(Provided material)
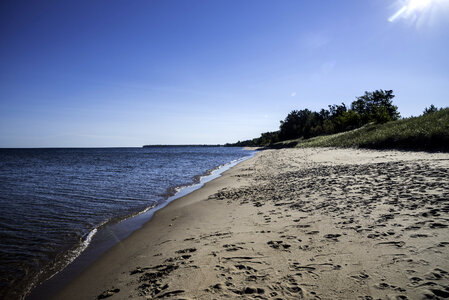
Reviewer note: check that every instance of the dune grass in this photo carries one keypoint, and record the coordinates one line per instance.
(428, 132)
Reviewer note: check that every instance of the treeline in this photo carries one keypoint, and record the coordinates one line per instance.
(372, 107)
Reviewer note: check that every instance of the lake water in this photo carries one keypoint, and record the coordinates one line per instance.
(52, 201)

(What the exercise asks)
Please write out every line of the listing above exactly, and leave the images behind.

(Result of the task)
Reviewer note: check that every instance of the dune grass in this photo carries one keypoint, and record the coordinates one line per instance.
(428, 132)
Reviewer note: check that every instance of the treeline in this photo carries one keypoint, and record the coordinates one line per instance.
(372, 107)
Reviewer note: check that every instance of the lake water in this photo carries one keypoint, and record the coordinates one line per instance.
(52, 201)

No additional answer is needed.